■ **THE TASK**
Reproduce every one of the entries below word for word, omitting the pictures.
+++
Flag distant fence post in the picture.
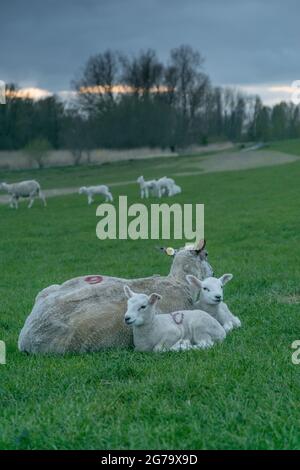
[0,80,6,104]
[0,341,6,364]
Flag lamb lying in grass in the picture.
[79,184,113,204]
[18,240,212,354]
[0,180,47,209]
[124,285,226,352]
[186,274,241,333]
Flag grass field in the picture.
[267,139,300,155]
[0,152,300,449]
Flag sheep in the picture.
[169,184,182,196]
[187,274,242,333]
[0,180,47,209]
[18,241,212,354]
[156,176,175,198]
[137,176,157,199]
[79,184,114,204]
[124,285,226,352]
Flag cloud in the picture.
[0,0,300,103]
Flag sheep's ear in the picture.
[219,274,233,286]
[157,246,178,256]
[195,238,206,251]
[185,274,202,288]
[149,292,161,305]
[124,286,134,299]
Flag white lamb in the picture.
[156,176,175,197]
[186,274,242,333]
[137,176,157,199]
[0,180,47,209]
[124,285,226,352]
[79,184,114,204]
[169,184,182,196]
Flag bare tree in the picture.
[120,49,164,96]
[24,139,51,168]
[72,50,120,114]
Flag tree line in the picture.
[0,45,300,163]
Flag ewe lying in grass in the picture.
[124,286,226,352]
[79,184,113,204]
[186,274,241,333]
[18,241,212,354]
[0,180,47,209]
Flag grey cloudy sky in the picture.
[0,0,300,100]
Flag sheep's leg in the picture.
[39,191,47,207]
[9,196,15,209]
[11,196,19,209]
[216,302,242,333]
[106,191,114,202]
[193,334,214,349]
[170,339,193,351]
[28,192,36,209]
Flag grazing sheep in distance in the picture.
[169,184,182,196]
[79,184,114,204]
[137,176,157,199]
[186,274,241,333]
[18,241,212,354]
[156,176,175,197]
[0,180,47,209]
[137,176,181,199]
[124,285,226,352]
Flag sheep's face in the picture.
[186,274,233,305]
[166,240,214,279]
[124,286,161,326]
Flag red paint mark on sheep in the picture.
[84,276,103,284]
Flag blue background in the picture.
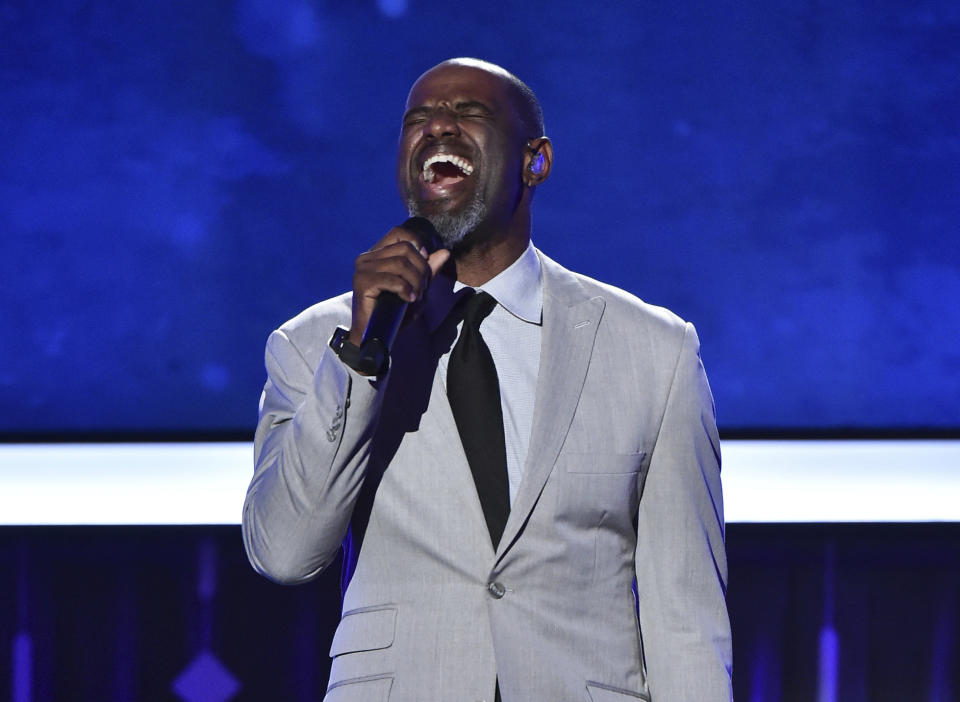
[0,0,960,434]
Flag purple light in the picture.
[11,632,33,702]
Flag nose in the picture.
[423,106,460,139]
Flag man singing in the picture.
[243,59,731,702]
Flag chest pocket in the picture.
[330,607,397,658]
[557,451,647,475]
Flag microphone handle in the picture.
[357,217,439,375]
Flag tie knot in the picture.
[463,290,497,329]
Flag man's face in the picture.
[397,64,524,247]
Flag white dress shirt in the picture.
[440,243,543,506]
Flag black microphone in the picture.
[357,217,440,375]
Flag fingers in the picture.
[350,227,449,344]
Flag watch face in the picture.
[330,327,350,356]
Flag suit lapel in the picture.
[497,252,605,556]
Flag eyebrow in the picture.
[403,100,493,121]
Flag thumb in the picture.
[427,249,450,278]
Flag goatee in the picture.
[407,195,487,249]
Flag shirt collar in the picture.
[474,242,543,324]
[424,242,543,332]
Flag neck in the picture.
[452,213,530,287]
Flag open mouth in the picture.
[421,154,473,187]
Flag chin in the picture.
[407,197,487,249]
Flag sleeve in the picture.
[636,324,732,702]
[242,330,386,584]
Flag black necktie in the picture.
[447,292,510,549]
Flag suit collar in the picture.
[497,251,606,557]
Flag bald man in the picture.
[243,59,731,702]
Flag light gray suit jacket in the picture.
[243,254,731,702]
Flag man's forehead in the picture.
[407,62,510,109]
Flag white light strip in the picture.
[723,440,960,522]
[0,440,960,525]
[0,443,253,525]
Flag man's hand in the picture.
[350,227,450,346]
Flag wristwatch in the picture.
[330,327,369,373]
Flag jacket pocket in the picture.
[330,607,397,658]
[587,682,650,702]
[323,675,393,702]
[557,451,647,475]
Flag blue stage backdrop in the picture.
[0,0,960,435]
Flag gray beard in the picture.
[407,193,487,249]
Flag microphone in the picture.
[357,217,440,375]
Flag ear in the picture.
[523,137,553,188]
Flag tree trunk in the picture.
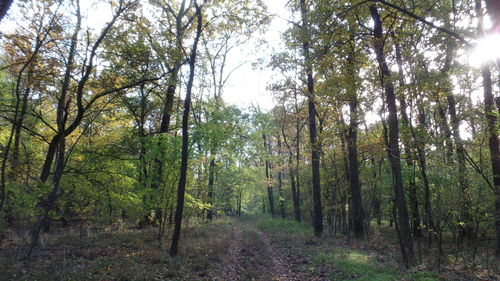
+++
■ **ANSWER TO THE TASK**
Flag distant fence post in the picture.
[0,80,6,104]
[0,341,6,364]
Flag lamb lying in grass in the picture.
[79,184,113,204]
[18,240,212,354]
[0,180,47,209]
[124,285,226,352]
[186,274,241,333]
Flag grass field in the picture.
[267,139,300,155]
[0,152,300,449]
Flag sheep in the picture.
[169,184,182,196]
[187,274,242,333]
[0,180,47,209]
[18,241,212,354]
[156,176,175,198]
[137,176,157,199]
[79,184,114,204]
[124,285,226,352]
Flag cloud in the picture.
[0,0,300,103]
Flag sheep's ear in the picture.
[219,274,233,286]
[157,246,178,256]
[195,238,206,251]
[185,274,202,288]
[149,292,161,305]
[124,286,134,299]
Flag white lamb in the picture.
[156,176,175,197]
[186,274,242,333]
[137,176,157,199]
[0,180,47,209]
[124,285,226,352]
[79,184,114,204]
[169,184,182,196]
Flag bare tree in the picture.
[120,49,164,96]
[24,139,51,168]
[72,50,120,114]
Flag tree line in the picture.
[0,45,300,163]
Flag ewe lying in grass in the picture.
[124,286,226,352]
[79,184,113,204]
[186,274,241,333]
[18,241,212,354]
[0,180,47,209]
Flag grey cloudy sky in the picture.
[0,0,300,100]
Flag sheep's leg in the picture.
[39,191,47,207]
[9,196,15,209]
[11,196,19,209]
[216,302,242,333]
[106,191,114,202]
[193,334,214,349]
[170,339,193,351]
[28,192,36,209]
Flag grazing sheep in distance in the picture.
[169,184,182,196]
[79,184,114,204]
[137,176,157,199]
[186,274,241,333]
[18,241,212,354]
[156,176,175,197]
[0,180,47,209]
[137,176,181,199]
[124,285,226,352]
Flag sheep's face in the picture.
[186,274,233,305]
[166,240,214,279]
[124,286,161,326]
Flag red paint mark on sheep in the picture.
[84,276,103,284]
Flag blue background in the picture.
[0,0,960,434]
Flag purple light in the picture.
[11,632,33,702]
Flag nose in the picture.
[423,106,460,139]
Flag man singing in the picture.
[243,59,731,702]
Flag chest pocket in the picture.
[330,607,397,658]
[557,451,647,475]
Flag microphone handle in the picture.
[357,217,439,375]
Flag tie knot in the picture.
[463,290,497,329]
Flag man's face in the picture.
[397,64,524,247]
Flag white dress shirt in the picture.
[440,243,543,506]
Flag black microphone in the picture.
[357,217,440,375]
Flag fingers in the picture.
[350,227,449,344]
Flag watch face in the picture.
[330,327,350,356]
Flag suit lapel in the picture.
[497,252,605,556]
Flag eyebrow in the picture.
[403,100,493,121]
Flag thumb in the picture.
[427,249,450,278]
Flag goatee in the picture.
[407,195,487,249]
Flag shirt collar in the picture.
[474,242,543,324]
[424,242,543,332]
Flag neck in the picture.
[452,213,530,287]
Flag open mouth in the picture.
[421,154,473,187]
Flag chin in the picture.
[407,197,487,249]
Flag sleeve in the picture.
[636,324,732,702]
[242,330,386,584]
Flag black necktie in the picture.
[447,292,510,549]
Flag suit collar in the picture.
[497,251,606,557]
Flag bald man in the picture.
[243,59,731,702]
Flag light gray suit jacket in the picture.
[243,254,731,702]
Flag man's forehead in the picture.
[407,62,510,109]
Flag white light strip in the picture.
[723,440,960,522]
[0,440,960,525]
[0,443,253,525]
Flag man's hand in the picture.
[350,227,450,346]
Flag wristwatch in the picture.
[330,327,369,373]
Flag jacket pocket in the picture.
[330,607,397,658]
[587,682,650,702]
[323,675,393,702]
[557,451,647,475]
Flag blue stage backdrop in the picture.
[0,0,960,435]
Flag gray beard in the picture.
[407,193,487,249]
Flag microphone in the picture.
[357,217,440,375]
Flag ear in the picture.
[523,137,553,188]
Flag tree trunk in the picture.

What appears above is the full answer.